- _REQUIRED TASK_
Rewrite the records below, substituting "cow's hoof" for every occurrence of "cow's leg" and leaving all other text unchanged.
** Start **
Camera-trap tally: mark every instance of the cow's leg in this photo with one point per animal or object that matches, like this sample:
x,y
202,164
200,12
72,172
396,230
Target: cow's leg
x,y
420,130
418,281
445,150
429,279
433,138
** End **
- _FINISHED EXERCISE_
Camera-trap tally: mark every instance of the cow's hoof in this photo with one point per animal or object that matches, like this sample:
x,y
202,164
200,12
72,172
396,230
Target: cow's hoof
x,y
420,130
418,281
445,150
429,279
433,138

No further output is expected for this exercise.